DATA RECORDS
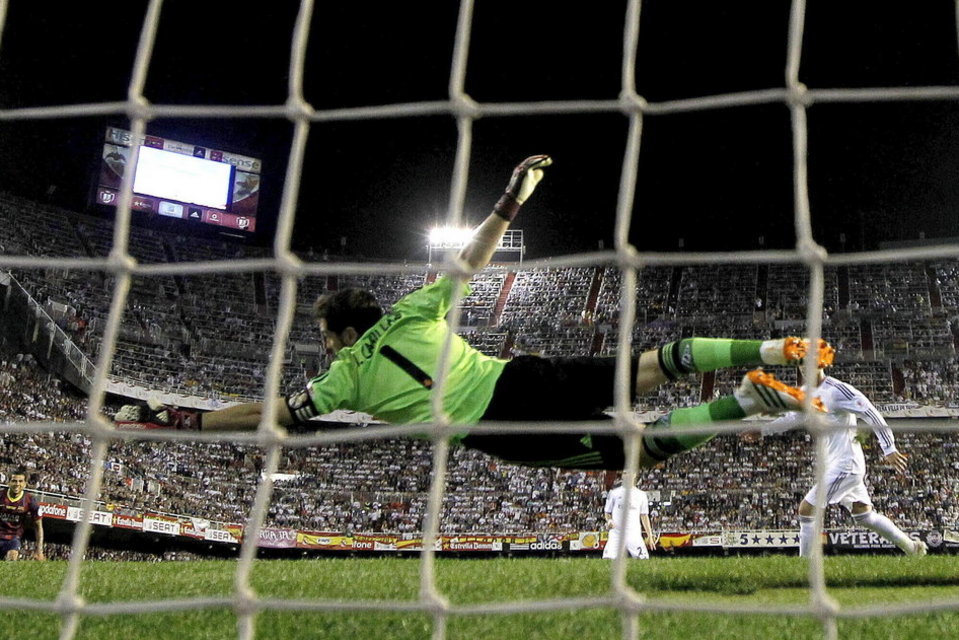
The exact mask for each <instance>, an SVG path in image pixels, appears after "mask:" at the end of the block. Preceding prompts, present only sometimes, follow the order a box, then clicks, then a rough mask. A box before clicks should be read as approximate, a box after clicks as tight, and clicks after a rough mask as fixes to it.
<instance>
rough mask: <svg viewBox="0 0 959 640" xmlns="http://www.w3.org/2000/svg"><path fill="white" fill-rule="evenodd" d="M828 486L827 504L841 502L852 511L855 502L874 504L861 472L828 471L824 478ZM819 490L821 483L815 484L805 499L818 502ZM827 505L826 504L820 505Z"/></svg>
mask: <svg viewBox="0 0 959 640" xmlns="http://www.w3.org/2000/svg"><path fill="white" fill-rule="evenodd" d="M823 483H824V484H825V486H826V496H825V497H826V502H825V504H841V505H842V506H844V507H846V509H847V510H848V511H852V504H853V503H854V502H861V503H863V504H868V505H872V500H871V499H870V498H869V492H868V491H867V490H866V483H865V482H864V480H863V475H862V474H859V473H846V472H844V471H830V470H827V471H826V477H825V478H823ZM818 490H819V483H816V484H814V485H813V487H812V489H810V490H809V493H807V494H806V497H805V498H804V500H805V501H806V502H808V503H809V504H812V505H815V504H816V492H817V491H818ZM819 506H820V507H822V506H825V505H824V504H821V505H819Z"/></svg>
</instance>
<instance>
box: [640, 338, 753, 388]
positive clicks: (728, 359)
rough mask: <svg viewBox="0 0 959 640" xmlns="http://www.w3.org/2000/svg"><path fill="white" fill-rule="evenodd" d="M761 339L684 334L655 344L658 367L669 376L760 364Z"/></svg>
mask: <svg viewBox="0 0 959 640" xmlns="http://www.w3.org/2000/svg"><path fill="white" fill-rule="evenodd" d="M762 345H763V341H762V340H732V339H729V338H684V339H682V340H677V341H676V342H670V343H668V344H666V345H663V346H662V347H660V348H659V368H660V369H662V371H663V373H664V374H666V377H667V378H669V379H670V380H675V379H677V378H679V377H681V376H684V375H687V374H690V373H695V372H697V371H698V372H702V371H715V370H716V369H722V368H724V367H736V366H743V365H745V366H753V365H760V364H763V360H762V356H761V349H762Z"/></svg>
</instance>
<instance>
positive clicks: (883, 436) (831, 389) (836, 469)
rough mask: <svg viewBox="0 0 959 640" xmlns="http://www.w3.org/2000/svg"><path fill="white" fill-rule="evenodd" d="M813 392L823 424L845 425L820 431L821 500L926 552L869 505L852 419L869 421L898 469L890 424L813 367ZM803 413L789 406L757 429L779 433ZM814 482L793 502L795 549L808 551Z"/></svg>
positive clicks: (894, 468)
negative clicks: (860, 419) (798, 504)
mask: <svg viewBox="0 0 959 640" xmlns="http://www.w3.org/2000/svg"><path fill="white" fill-rule="evenodd" d="M811 392H812V393H813V397H814V398H819V399H820V400H822V402H823V404H824V405H825V408H826V410H827V413H826V416H825V420H826V423H827V424H828V425H829V426H833V425H835V426H840V425H841V426H845V427H848V428H846V429H838V430H835V431H828V432H826V433H825V434H824V438H825V444H826V473H825V476H824V478H823V483H824V484H825V492H824V496H823V497H824V504H823V505H822V506H823V507H825V505H829V504H841V505H842V506H843V507H845V508H846V509H847V510H848V511H849V513H850V514H851V515H852V519H853V520H854V521H855V522H856V524H858V525H859V526H862V527H865V528H866V529H869V530H870V531H873V532H875V533H877V534H878V535H880V536H881V537H883V538H885V539H886V540H888V541H889V542H891V543H892V544H894V545H896V546H897V547H899V548H900V549H902V551H903V552H905V553H906V554H908V555H919V556H922V555H926V551H927V547H926V543H925V542H923V541H922V540H913V539H912V538H910V537H909V536H908V535H906V533H904V532H903V531H902V530H901V529H900V528H899V527H897V526H896V525H895V524H894V523H893V522H892V521H891V520H890V519H889V518H887V517H886V516H884V515H882V514H881V513H877V512H876V511H875V510H874V509H873V508H872V500H871V499H870V498H869V492H868V491H867V490H866V484H865V482H864V479H865V475H866V461H865V456H864V455H863V452H862V445H861V444H860V443H859V440H857V439H856V435H857V429H856V423H857V419H862V420H863V421H864V422H866V423H867V424H868V425H869V426H871V427H872V430H873V432H874V433H875V434H876V437H877V438H878V439H879V446H880V447H881V448H882V453H883V456H884V457H885V461H886V464H888V465H890V466H892V467H893V468H894V469H896V471H898V472H899V473H905V471H906V468H907V466H908V459H907V457H906V456H905V455H904V454H902V453H900V452H899V451H898V450H897V449H896V441H895V437H894V436H893V433H892V430H891V429H890V428H889V427H888V426H887V424H886V421H885V419H884V418H883V417H882V415H881V414H880V413H879V410H878V409H876V407H875V405H873V404H872V402H870V401H869V399H868V398H867V397H866V396H865V395H863V393H862V392H861V391H859V390H858V389H856V388H855V387H853V386H852V385H850V384H847V383H845V382H842V381H841V380H837V379H836V378H833V377H831V376H827V375H826V374H825V372H824V371H823V370H822V369H819V370H818V374H817V380H816V388H815V389H813V390H812V391H811ZM803 415H804V414H801V413H796V412H790V413H787V414H783V415H782V416H780V417H779V418H777V419H776V420H773V421H772V422H770V423H767V424H766V425H765V426H764V427H763V428H762V434H763V435H768V434H772V433H782V432H784V431H787V430H789V429H792V428H793V427H796V426H799V425H801V424H802V423H803V421H804V417H803ZM818 490H819V485H818V484H816V485H813V487H812V489H810V490H809V493H807V494H806V497H805V498H803V500H802V501H801V502H800V503H799V555H800V556H809V555H810V554H811V553H812V545H813V543H814V540H813V527H814V524H815V507H814V505H815V504H816V497H817V492H818Z"/></svg>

WHAT TO DO
Write out every entry above exactly as it stands, minus the pictures.

EXERCISE RESULT
The exact mask for each <instance>, an SVG path in image pixels, appears after "mask:" at the end of the block. Preceding prompts, present only sometimes, follow the order a box, then clicks, then a rough mask. A box before clicks should be read as approximate, a box after clicks as tight, and clicks after a rough mask as fixes to it.
<instance>
rough mask: <svg viewBox="0 0 959 640" xmlns="http://www.w3.org/2000/svg"><path fill="white" fill-rule="evenodd" d="M828 486L827 504L841 502L852 511L855 502L874 504L861 472L828 471L824 478ZM819 490L821 483L815 484L805 499L818 502ZM827 505L826 504L820 505Z"/></svg>
mask: <svg viewBox="0 0 959 640" xmlns="http://www.w3.org/2000/svg"><path fill="white" fill-rule="evenodd" d="M823 483H824V484H825V486H826V496H825V497H826V502H825V504H841V505H842V506H844V507H846V509H847V510H848V511H852V504H853V503H854V502H861V503H863V504H868V505H872V500H871V499H870V498H869V492H868V491H867V490H866V483H865V482H864V480H863V475H862V474H859V473H846V472H844V471H830V470H827V471H826V477H825V478H823ZM818 490H819V483H816V484H814V485H813V487H812V489H810V490H809V493H807V494H806V497H805V498H804V500H805V501H806V502H808V503H809V504H812V505H815V504H816V492H817V491H818ZM819 506H820V507H822V506H825V505H824V504H821V505H819Z"/></svg>
</instance>
<instance>
box: [640, 338, 753, 388]
positive clicks: (728, 359)
rough mask: <svg viewBox="0 0 959 640" xmlns="http://www.w3.org/2000/svg"><path fill="white" fill-rule="evenodd" d="M761 339L684 334L655 344L658 367L669 376L760 364Z"/></svg>
mask: <svg viewBox="0 0 959 640" xmlns="http://www.w3.org/2000/svg"><path fill="white" fill-rule="evenodd" d="M762 345H763V341H762V340H732V339H729V338H684V339H682V340H677V341H676V342H670V343H668V344H666V345H663V346H662V347H660V348H659V368H660V369H662V371H663V373H664V374H666V377H667V378H669V379H670V380H675V379H677V378H679V377H681V376H684V375H687V374H690V373H695V372H697V371H698V372H702V371H715V370H716V369H722V368H724V367H736V366H743V365H745V366H753V365H760V364H763V360H762V356H761V349H762Z"/></svg>
</instance>
<instance>
positive clicks: (883, 436) (831, 389) (836, 469)
rough mask: <svg viewBox="0 0 959 640" xmlns="http://www.w3.org/2000/svg"><path fill="white" fill-rule="evenodd" d="M813 392L823 424L845 425L820 431L821 500L926 552L869 505L852 419L869 421L898 469L890 424L813 367ZM803 413L789 406L757 429L779 433ZM814 482L793 502L795 549L808 551Z"/></svg>
positive clicks: (894, 468)
negative clicks: (860, 419) (798, 504)
mask: <svg viewBox="0 0 959 640" xmlns="http://www.w3.org/2000/svg"><path fill="white" fill-rule="evenodd" d="M811 392H812V393H813V397H814V398H819V399H820V400H822V402H823V404H824V405H825V408H826V410H827V413H826V416H825V420H826V423H827V424H828V425H829V426H833V425H835V426H840V425H841V426H845V427H848V428H846V429H838V430H835V431H828V432H826V433H825V434H824V438H825V444H826V473H825V476H824V478H823V483H824V484H825V492H824V496H823V497H824V504H823V505H822V506H823V507H825V505H829V504H841V505H842V506H843V507H845V508H846V509H847V510H848V511H849V513H850V514H851V515H852V519H853V520H854V521H855V522H856V524H858V525H859V526H862V527H865V528H866V529H869V530H870V531H873V532H875V533H877V534H878V535H880V536H881V537H883V538H885V539H886V540H888V541H889V542H891V543H892V544H894V545H896V546H897V547H899V548H900V549H902V551H903V552H905V553H906V554H908V555H919V556H922V555H926V551H927V547H926V543H925V542H923V541H922V540H913V539H912V538H910V537H909V536H908V535H906V533H904V532H903V531H902V530H901V529H900V528H899V527H897V526H896V525H895V524H894V523H893V522H892V521H891V520H890V519H889V518H887V517H886V516H884V515H882V514H881V513H877V512H876V511H875V510H874V509H873V508H872V500H871V499H870V498H869V492H868V491H867V490H866V484H865V482H864V479H865V475H866V461H865V456H864V455H863V452H862V445H861V444H860V443H859V440H857V439H856V435H857V429H856V423H857V419H862V420H863V421H864V422H866V423H867V424H868V425H869V426H871V427H872V430H873V432H874V433H875V434H876V437H877V438H878V439H879V446H880V447H881V448H882V453H883V456H884V457H885V461H886V464H888V465H890V466H892V467H893V468H894V469H896V471H898V472H899V473H905V471H906V468H907V466H908V459H907V457H906V456H905V455H904V454H902V453H900V452H899V451H898V450H897V449H896V441H895V437H894V436H893V433H892V430H891V429H890V428H889V427H888V426H887V424H886V421H885V419H884V418H883V417H882V415H881V414H880V413H879V410H878V409H876V407H875V405H873V404H872V402H870V401H869V399H868V398H867V397H866V396H865V395H863V393H862V392H861V391H859V390H858V389H856V388H855V387H853V386H852V385H850V384H847V383H845V382H842V381H841V380H837V379H836V378H833V377H831V376H827V375H826V374H825V372H824V371H823V370H822V369H819V370H818V374H817V380H816V388H815V389H813V390H812V391H811ZM803 415H804V414H801V413H796V412H790V413H787V414H783V415H782V416H780V417H779V418H777V419H776V420H773V421H772V422H770V423H767V424H766V425H765V426H764V427H763V428H762V434H763V435H768V434H772V433H782V432H784V431H787V430H789V429H792V428H793V427H796V426H799V425H801V424H802V423H803V421H804V417H803ZM818 490H819V485H818V484H816V485H813V487H812V489H810V490H809V493H807V494H806V497H805V498H803V500H802V501H801V502H800V503H799V555H800V556H809V555H810V554H811V553H812V545H813V543H814V540H813V527H814V524H815V507H814V505H815V504H816V497H817V492H818Z"/></svg>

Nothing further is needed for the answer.